* **WHAT IS ASKED**
A. Rewrite the stretch of the heat-of-fusion worksheet from "2. Calculate the" through "the melting ice?", swapping "percent error" for "percentage error".
B. Answer these questions from the heat-of-fusion worksheet:
(i) In step 6, what water is weighed together with the calorimeter?
(ii) In the heat equation, what does m stand for?
(iii) What accepted value is given for the heat of fusion of ice?

═════ DOCUMENT TEXT

6. Measure and record the mass of the calorimeter and water (original water + ice melt).

DATA

mass of calorimeter                                 ______ g
mass of calorimeter and warm water        ______ g
mass of warm water                               _______g
mass of calorimeter and all water/ice      ______ g
mass of ice added                                  _______g

initial water temperature (maximum) _______°C
final water temperature (minimum) _______°C

PROCESSING THE DATA

1. Calculate the change in water temperature, Dt (t_max – t_min).

2. Calculate the heat (in J) lost by the water melting the ice using the equation

Q = m • Δt • 4.185 J/g°C

where Q = heat (in joules), m = mass of warm water (in g), and Δt = change in temperature (in °C)

3. Calculate the heat needed to melt 1 g of ice (J/g).

4. An accepted value for the heat of fusion of ice is 334 J/g. Calculate your percent error:

5. What assumption did we make about heat lost by the water in the calorimeter as compared to heat gained by the melting ice?

══════════
═════ DATA EXCERPTS

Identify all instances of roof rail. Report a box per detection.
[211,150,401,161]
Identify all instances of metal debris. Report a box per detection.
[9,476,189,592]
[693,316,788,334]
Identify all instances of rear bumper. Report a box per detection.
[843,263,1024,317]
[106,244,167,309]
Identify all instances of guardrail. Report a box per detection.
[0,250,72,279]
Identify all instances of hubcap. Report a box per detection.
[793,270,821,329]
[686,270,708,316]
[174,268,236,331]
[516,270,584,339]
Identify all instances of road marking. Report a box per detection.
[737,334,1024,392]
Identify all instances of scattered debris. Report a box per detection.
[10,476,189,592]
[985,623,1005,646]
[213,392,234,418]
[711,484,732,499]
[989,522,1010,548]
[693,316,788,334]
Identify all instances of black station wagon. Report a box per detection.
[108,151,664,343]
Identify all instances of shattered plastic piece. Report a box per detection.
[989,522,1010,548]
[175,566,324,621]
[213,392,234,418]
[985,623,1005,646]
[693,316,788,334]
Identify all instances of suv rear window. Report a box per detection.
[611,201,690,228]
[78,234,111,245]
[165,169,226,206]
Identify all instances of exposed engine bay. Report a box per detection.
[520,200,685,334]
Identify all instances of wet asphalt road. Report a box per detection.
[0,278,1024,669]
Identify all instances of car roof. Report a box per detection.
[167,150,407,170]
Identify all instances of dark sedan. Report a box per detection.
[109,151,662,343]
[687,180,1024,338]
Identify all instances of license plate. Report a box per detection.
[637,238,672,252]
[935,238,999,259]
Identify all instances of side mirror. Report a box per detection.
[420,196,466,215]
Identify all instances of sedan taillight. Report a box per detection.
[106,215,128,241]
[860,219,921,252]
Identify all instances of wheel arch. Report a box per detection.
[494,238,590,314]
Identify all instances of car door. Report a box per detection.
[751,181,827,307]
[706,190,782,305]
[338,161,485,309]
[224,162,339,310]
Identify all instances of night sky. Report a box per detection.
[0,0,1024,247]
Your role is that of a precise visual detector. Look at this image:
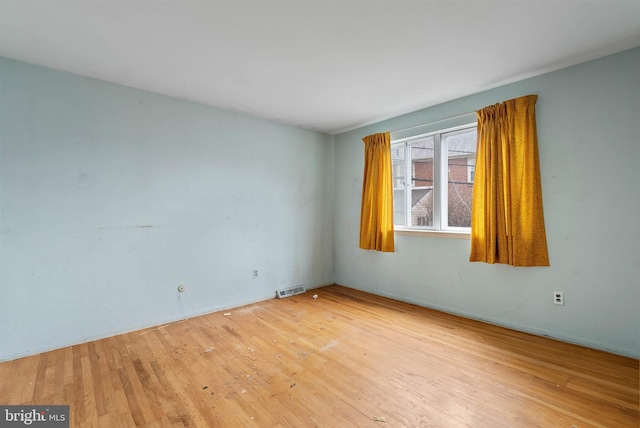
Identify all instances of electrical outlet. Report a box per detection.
[553,291,564,305]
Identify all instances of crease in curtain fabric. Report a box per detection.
[469,95,549,266]
[360,132,394,252]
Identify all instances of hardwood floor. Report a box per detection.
[0,286,640,428]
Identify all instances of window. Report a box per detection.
[391,124,476,231]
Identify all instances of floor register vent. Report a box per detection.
[276,285,307,299]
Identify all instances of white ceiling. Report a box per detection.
[0,0,640,134]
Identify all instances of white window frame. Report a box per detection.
[391,122,477,239]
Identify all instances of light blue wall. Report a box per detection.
[335,48,640,358]
[0,59,334,360]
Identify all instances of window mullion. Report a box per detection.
[404,141,413,227]
[433,134,442,230]
[438,134,449,230]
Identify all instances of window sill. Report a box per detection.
[394,229,471,240]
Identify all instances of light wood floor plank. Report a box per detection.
[0,286,640,428]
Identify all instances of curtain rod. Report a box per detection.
[390,111,476,133]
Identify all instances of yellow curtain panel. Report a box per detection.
[469,95,549,266]
[360,132,394,252]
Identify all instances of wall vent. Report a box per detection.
[276,285,307,299]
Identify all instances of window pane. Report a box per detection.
[391,143,406,226]
[409,136,434,227]
[442,128,477,227]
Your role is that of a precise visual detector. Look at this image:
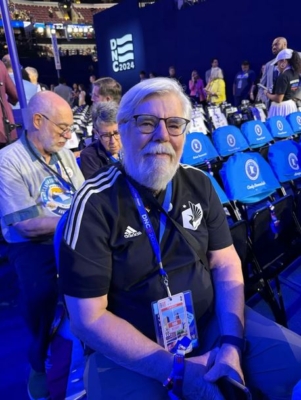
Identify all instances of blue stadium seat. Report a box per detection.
[181,132,219,165]
[203,171,229,204]
[266,115,294,139]
[286,111,301,135]
[220,152,280,203]
[212,125,249,157]
[268,140,301,183]
[241,121,273,149]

══════════

* **THE REPLIES**
A.
2. Calculate the heat (in J) lost by the water melting the ice using the equation

Q = m • Δt • 4.185 J/g°C

where Q = heat (in joules), m = mass of warm water (in g), and Δt = change in temperature (in °C)

3. Calculate the heat needed to melt 1 g of ice (J/g).

4. An accepted value for the heat of fusion of ice is 334 J/g. Calculate your percentage error:

5. What assumption did we make about heat lost by the water in the calorimeter as compared to heat gained by the melting ice?

B.
(i) The original water plus the ice melt.
(ii) The mass of warm water, in grams.
(iii) 334 J/g.